++++ 読解文
見出し画像

データ利活用、修行の成果

こんにちは。とくひさです。

本日は、今年度山口県内の行政職員を対象としたデータ利活用研修「山口データアカデミー」の成果報告会の様子について、レポートいたします。

報告会の概要

令和4年3月22日(火曜日)、やまぐちDX推進拠点「Y-BASE」において、令和3年度山口データアカデミーにかかる成果報告会が開催。

報告会には、受講者のみなさまの他、県内外から多くの自治体職員の方が参加され、「データ分析」「サービス立案」それぞれのアカデミー受講者からの成果報告が発表されました。

画像1

なお、データ分析・サービス立案それぞれの概要については以下をご覧ください。

「データ分析型」受講者成果報告

第一グループは「中山間地域の移住・定住課題の解決」というテーマ。
”誇りをもって住み続けられる中山間地域”を実現するための課題事項やそれを検証するために必要なデータの候補、それらの分析から見えてきた気づきなどがしっかりと整理されていて、とても説得力のある発表内容でした。

発表者からは、アカデミーでの取り組みを通じて「近視眼的・自己満足の施策になっていないか」などを振り返る良い機会となったこと、実際の住民行動を分析した上での施策立案の重要性についての再認識の機会となったことなどが報告されました。

画像2

第二グループは「地域における稼げる農業の実現」というテーマです。
”農業者が持続して働けている状態”を如何に作り上げるか、そのために障害となっている課題項目が何か、ということについて、GISによる分析や販売単価の検証などを用いて様々な仮説をデータから検証しながら施策アイデアに落とし込まれている様子が伝わる報告でした。

こちらの発表では、アカデミーでの学びとして「背景知識がないと仮説が的外れになる」という点が強調されており、机上の空論ではなく、実際に現場での気づきに基づいた仮説立案をすることの重要性を再認識する良い機会となりました。

画像3

データ分析型最後の第三グループは「いちじくの町を目指す(所得を向上させて豊かな生活を実現)」というテーマです。

”移住してきた若い人が将来の不安なく暮らしていけるまち”の実現を目標に、人口を増やすより住んでいる人の所得を上げるために、自分たちの地域が持つ”どこにも負けない強み”が何なのかということを、しっかりと掘り下げて分析・発表されていました。

画像4

このグループで注目すべきは、分析の結果着目した品種の栽培が、本当にこの地域で実現できるものか、職員自らが実際に栽培にチャレンジするという行動に移されている点です。
++++++++
++++ データセットレコード
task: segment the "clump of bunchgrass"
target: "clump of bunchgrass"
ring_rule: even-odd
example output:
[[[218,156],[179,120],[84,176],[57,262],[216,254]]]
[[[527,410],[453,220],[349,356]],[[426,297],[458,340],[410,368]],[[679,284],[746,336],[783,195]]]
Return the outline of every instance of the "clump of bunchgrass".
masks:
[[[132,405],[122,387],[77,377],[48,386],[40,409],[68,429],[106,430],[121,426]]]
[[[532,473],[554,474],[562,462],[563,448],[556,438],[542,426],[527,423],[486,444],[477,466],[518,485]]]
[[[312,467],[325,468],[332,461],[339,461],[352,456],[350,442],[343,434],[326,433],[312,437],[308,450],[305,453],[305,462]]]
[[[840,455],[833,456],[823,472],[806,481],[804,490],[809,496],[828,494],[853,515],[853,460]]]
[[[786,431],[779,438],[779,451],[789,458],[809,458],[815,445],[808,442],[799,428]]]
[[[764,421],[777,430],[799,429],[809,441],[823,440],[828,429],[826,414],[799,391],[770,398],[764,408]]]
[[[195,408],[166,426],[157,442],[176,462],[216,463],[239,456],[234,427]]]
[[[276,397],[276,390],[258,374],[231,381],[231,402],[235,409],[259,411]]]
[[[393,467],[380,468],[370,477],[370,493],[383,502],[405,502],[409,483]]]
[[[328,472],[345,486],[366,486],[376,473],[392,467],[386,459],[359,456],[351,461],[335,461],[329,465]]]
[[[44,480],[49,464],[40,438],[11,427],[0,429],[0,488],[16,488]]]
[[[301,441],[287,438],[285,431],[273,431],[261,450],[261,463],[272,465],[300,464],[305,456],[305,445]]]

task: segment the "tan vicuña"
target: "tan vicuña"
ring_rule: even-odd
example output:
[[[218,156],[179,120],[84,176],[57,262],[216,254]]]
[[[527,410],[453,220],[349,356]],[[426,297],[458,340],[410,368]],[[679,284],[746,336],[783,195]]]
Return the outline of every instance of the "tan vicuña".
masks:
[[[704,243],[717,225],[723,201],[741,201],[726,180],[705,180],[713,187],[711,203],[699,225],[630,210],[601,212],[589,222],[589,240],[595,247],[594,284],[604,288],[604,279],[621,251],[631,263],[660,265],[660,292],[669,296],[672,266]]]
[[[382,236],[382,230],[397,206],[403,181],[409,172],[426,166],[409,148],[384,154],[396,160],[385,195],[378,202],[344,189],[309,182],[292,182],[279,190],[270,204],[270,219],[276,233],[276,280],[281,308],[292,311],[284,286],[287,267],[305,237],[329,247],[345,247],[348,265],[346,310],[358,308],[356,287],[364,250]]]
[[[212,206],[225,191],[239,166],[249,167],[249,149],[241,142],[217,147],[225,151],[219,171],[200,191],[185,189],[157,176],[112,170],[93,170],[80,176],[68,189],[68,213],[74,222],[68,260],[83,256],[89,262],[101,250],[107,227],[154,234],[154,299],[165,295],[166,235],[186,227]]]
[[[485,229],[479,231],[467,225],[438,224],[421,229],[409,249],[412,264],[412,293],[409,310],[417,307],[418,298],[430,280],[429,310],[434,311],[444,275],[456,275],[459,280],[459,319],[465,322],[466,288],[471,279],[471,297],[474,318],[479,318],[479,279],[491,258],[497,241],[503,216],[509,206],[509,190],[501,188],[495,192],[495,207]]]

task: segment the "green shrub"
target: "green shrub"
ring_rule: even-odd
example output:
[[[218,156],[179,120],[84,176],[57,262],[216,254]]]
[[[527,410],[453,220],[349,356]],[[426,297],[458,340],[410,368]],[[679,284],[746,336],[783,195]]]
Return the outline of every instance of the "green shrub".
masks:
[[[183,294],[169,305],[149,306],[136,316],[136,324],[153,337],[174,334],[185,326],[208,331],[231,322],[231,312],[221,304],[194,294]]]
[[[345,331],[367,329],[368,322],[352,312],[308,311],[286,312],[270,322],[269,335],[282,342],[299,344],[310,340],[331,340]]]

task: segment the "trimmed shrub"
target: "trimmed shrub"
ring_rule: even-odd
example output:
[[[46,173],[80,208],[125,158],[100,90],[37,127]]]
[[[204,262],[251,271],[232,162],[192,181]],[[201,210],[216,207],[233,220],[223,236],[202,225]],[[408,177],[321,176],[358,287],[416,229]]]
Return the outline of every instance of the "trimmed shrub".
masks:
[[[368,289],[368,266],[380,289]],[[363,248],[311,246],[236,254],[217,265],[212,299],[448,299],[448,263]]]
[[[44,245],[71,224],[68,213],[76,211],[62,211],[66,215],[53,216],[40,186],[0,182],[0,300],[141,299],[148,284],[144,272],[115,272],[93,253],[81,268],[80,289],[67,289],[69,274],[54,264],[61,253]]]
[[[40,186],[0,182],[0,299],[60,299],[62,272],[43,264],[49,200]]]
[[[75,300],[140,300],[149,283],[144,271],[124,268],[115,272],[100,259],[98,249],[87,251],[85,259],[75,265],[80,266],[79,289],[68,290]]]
++++++++
:: 問題 ::
a: 山口データアカデミーの成果報告会についての読解文で、「データ分析型」の各グループが掲げたテーマは何ですか。すべて挙げてください。
b: 山口データアカデミーの成果報告会についての読解文をもとに、次の問いに答えてください。
(i) 成果報告会はいつ開催されましたか。
(ii) 成果報告会の会場はどこでしたか。
(iii) 第二グループは、仮説の検証にどのような手法を用いましたか。
c: 山口データアカデミーの成果報告会についてのレポートを、最後の文の後から書き継いでください。

:: 解答 ::
a:
・中山間地域の移住・定住課題の解決
・地域における稼げる農業の実現
・いちじくの町を目指す(所得を向上させて豊かな生活を実現)

b:
(i) 令和4年3月22日(火曜日)
(ii) やまぐちDX推進拠点「Y-BASE」
(iii) GISによる分析や販売単価の検証

c:
生産方法が難しそうだからそれであきらめるのではなく、どう難しいのか実際に自らが試してみるという行動に至った点は講師からも驚きと評価を得ていました。すごい。

「サービス立案型」受講者成果報告

こちらの第一グループは「検診等予約サービス」の検討です。
業務フローやプロトタイプの概要など、研修を通じて実施した一連のプロセスについてご説明頂いたうえで、行政がどれだけ主体的に取り組むことができるかの重要性について強調されていました。確かにですね。

画像5

また、費用対効果を考慮すると、しっかりと仕様を標準化することで、複数自治体が共同で開発できる可能性がある点なども気づきとして共有されました。そうしたやり方が広がっていくと、住む地域がちょっと変わっても同様のサービスが受けられて便利かもしれませんね。

第二グループは「行政から住民への情報発信サービス」の検討です。

このグループでは、”情報発信により住民に実際に行動してもらう”ことを目標に、現在の業務で何が課題となっているのかをユーザー目線でしっかりと掘り下げた報告がなされました。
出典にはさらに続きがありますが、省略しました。